Question

Relativistic momentum question

Answer 1

A proton has momentum with magnitude p0 when its speed is 0.400c. In terms of p0, what is the magnitude of the proton’s momentum when its speed is doubled to 0.800c?

I'm not entirely sure how to do this problem?

Answer 2

So, I'd use

\[\large p = \frac{ mv }{ \sqrt{1-\frac{ v^2 }{ c^2 }} }\] which is the relativistic momentum, so mv = p0?

Answer 3

So \[v^2 = (0.8c)^2?\] that's the part that troubles me the most, I guess. I'm just starting relativity so I'm trying to understand the process/ concept.

Answer 4

\[\huge p = \frac{ p_0 }{ \sqrt{1-(\frac{ 0.8c }{ c }})^2 }\] this way we could cancel out the c's. Not entirely sure though.

Answer 5

@Isaiah.Feynman @jim_thompson5910

Hey, do you guys have any idea how to approach this problem?

Answer 6

Not yet.

Answer 7

Alright, no worries, thanks anyways :P

Answer 8

Feynman was instrumental in the Manhattan Project, so I am sure this is like playing tic-tac-toe to him

Answer 9

I'm just trying to confirm if I did it correctly. So,

\[p = \frac{ p_0 }{ \sqrt{0.36} }\]

so solving this, \[p = 0.6 p_0\]

Answer 10

the equation looks legit

Answer 11

Lol, but I'm not sure if I'm putting all my variables correctly, I think there's something I'm missing, not sure.
──────────────────────────────
▶ Task list
A – Translate this sentence from the relativistic momentum thread into Spanish: "A proton has momentum with magnitude p0 when its speed is 0.400c."
B – Please retype the part of the relativistic momentum thread starting with "So, I'd use" and going on through "entirely sure though.".

▶ Stored rows
──────────────────────────────
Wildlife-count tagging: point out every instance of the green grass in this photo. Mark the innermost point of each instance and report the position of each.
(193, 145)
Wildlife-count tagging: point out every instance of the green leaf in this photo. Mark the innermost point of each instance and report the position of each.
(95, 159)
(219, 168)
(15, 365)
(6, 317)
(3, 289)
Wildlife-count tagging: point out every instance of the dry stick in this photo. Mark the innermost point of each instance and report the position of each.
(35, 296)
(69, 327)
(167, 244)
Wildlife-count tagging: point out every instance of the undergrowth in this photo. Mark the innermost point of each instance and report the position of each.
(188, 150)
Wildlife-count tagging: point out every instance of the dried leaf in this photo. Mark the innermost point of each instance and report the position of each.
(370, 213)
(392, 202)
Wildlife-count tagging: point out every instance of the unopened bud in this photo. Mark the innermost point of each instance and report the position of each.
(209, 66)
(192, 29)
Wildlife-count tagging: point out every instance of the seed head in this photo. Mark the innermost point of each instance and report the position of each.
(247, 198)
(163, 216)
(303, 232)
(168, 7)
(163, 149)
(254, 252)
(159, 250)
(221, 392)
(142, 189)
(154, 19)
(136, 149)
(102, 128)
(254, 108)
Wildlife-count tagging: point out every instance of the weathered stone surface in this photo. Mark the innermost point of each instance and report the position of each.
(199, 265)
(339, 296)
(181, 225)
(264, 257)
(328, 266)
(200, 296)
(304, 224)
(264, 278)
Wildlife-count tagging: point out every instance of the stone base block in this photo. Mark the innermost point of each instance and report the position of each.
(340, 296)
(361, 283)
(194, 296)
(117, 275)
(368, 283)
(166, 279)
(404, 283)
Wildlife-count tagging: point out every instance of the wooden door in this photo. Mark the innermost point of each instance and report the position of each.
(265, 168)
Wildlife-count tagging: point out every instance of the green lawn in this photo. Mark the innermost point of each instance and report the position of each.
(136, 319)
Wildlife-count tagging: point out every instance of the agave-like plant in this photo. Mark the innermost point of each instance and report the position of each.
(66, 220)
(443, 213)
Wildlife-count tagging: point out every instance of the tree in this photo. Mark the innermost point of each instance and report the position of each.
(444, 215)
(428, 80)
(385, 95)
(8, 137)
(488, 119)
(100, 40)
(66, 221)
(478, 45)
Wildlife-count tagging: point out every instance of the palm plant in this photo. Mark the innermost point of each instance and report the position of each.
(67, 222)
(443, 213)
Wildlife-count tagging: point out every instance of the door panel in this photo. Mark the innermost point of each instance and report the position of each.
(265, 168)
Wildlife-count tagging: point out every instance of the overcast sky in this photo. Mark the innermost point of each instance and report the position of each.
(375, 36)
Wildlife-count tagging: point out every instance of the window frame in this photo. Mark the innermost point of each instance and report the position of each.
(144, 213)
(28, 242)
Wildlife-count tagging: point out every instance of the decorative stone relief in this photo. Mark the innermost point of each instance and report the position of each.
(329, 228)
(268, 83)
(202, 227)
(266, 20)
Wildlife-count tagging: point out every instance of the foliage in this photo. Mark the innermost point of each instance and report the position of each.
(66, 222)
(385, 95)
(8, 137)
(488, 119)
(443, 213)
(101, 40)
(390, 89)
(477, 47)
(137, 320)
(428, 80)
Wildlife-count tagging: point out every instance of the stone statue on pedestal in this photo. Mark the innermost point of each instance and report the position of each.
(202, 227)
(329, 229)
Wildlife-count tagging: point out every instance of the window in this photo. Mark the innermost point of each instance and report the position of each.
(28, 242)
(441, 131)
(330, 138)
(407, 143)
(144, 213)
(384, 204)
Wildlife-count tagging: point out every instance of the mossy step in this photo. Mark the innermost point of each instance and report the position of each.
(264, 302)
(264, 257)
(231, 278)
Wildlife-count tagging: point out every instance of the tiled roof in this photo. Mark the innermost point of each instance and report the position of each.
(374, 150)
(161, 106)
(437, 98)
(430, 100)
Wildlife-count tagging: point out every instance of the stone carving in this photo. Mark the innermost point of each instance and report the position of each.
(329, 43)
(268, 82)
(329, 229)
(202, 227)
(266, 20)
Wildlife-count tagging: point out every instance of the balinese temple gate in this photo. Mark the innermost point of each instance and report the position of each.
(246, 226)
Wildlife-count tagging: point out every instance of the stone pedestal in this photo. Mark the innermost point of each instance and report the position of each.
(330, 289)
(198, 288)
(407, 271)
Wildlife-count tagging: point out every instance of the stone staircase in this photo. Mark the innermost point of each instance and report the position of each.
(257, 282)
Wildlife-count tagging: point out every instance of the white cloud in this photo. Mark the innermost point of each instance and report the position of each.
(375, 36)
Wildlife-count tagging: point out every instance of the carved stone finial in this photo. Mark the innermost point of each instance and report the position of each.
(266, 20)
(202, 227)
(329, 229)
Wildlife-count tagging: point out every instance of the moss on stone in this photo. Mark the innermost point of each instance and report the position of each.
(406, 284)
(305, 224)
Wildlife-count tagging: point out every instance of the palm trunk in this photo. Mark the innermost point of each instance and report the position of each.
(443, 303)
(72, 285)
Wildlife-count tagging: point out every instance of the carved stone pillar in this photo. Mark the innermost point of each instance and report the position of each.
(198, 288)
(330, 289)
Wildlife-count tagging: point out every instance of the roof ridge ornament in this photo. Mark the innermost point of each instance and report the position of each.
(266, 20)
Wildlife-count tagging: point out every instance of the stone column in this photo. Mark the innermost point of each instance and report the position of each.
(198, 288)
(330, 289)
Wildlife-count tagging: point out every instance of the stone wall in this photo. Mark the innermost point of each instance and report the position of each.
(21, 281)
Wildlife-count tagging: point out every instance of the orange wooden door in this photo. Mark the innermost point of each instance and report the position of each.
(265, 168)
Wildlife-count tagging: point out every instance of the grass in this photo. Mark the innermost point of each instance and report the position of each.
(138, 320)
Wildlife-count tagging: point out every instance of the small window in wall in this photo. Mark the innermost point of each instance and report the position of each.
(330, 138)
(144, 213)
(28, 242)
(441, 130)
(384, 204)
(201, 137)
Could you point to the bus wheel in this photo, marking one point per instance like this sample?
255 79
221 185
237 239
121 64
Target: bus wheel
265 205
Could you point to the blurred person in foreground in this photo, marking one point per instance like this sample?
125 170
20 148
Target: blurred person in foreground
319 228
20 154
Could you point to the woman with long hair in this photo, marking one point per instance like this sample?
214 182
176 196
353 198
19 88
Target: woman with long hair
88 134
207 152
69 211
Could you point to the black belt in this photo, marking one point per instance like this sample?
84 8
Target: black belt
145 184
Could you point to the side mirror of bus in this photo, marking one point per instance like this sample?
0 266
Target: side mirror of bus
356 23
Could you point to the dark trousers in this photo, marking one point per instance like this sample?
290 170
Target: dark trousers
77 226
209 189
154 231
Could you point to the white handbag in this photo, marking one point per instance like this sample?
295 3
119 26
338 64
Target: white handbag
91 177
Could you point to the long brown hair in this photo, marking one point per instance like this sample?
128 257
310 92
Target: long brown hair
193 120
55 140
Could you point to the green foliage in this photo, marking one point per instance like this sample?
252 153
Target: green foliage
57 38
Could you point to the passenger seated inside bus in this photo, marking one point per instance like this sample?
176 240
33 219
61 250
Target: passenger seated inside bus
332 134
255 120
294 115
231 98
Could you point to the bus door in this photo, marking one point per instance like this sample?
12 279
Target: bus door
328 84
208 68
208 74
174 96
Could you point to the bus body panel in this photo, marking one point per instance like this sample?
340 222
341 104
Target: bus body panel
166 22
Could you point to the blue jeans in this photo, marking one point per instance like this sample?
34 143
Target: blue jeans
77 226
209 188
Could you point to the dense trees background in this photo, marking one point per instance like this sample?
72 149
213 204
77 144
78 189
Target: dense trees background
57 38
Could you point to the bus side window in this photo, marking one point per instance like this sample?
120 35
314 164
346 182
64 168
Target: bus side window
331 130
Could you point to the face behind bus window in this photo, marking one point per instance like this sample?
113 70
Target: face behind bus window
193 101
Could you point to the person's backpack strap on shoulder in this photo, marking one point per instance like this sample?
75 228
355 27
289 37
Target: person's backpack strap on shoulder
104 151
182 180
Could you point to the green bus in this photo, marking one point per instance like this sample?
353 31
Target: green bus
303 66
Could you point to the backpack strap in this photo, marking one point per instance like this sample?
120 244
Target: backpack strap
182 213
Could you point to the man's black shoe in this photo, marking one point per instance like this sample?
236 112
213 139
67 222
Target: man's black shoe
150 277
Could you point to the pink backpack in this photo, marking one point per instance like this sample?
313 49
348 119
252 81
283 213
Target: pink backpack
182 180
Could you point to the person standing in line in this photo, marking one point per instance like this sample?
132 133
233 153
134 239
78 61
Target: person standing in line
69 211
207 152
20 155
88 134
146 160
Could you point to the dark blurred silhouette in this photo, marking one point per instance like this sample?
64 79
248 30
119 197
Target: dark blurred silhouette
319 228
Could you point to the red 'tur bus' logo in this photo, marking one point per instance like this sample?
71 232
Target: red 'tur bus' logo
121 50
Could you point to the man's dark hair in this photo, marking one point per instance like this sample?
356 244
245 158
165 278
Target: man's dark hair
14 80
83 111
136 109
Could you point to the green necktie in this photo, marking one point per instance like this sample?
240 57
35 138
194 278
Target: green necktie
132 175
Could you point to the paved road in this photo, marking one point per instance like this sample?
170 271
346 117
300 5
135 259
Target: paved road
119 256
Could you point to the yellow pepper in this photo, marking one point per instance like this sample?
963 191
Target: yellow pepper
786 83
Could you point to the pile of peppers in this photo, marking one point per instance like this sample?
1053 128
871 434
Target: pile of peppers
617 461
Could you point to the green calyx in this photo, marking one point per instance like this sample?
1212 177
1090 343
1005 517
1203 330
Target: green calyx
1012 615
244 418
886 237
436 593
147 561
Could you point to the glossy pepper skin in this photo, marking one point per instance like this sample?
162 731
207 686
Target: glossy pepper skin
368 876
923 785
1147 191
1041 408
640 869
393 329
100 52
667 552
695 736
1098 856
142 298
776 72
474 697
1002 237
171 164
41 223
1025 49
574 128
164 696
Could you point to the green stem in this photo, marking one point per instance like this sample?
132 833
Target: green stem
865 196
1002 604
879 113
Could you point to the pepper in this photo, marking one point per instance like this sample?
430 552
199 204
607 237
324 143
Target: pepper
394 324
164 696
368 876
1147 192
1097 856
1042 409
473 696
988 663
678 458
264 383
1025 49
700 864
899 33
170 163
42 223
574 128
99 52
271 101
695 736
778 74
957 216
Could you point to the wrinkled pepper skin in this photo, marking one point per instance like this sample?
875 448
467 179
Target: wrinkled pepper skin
──────────────────────────────
▶ Answers given
A – Un protón tiene una cantidad de movimiento de magnitud p0 cuando su rapidez es de 0.400c.

B –
So, I'd use

\[\large p = \frac{ mv }{ \sqrt{1-\frac{ v^2 }{ c^2 }} }\] which is the relativistic momentum, so mv = p0?

Answer 3

So \[v^2 = (0.8c)^2?\] that's the part that troubles me the most, I guess. I'm just starting relativity so I'm trying to understand the process/ concept.

Answer 4

\[\huge p = \frac{ p_0 }{ \sqrt{1-(\frac{ 0.8c }{ c }})^2 }\] this way we could cancel out the c's. Not entirely sure though.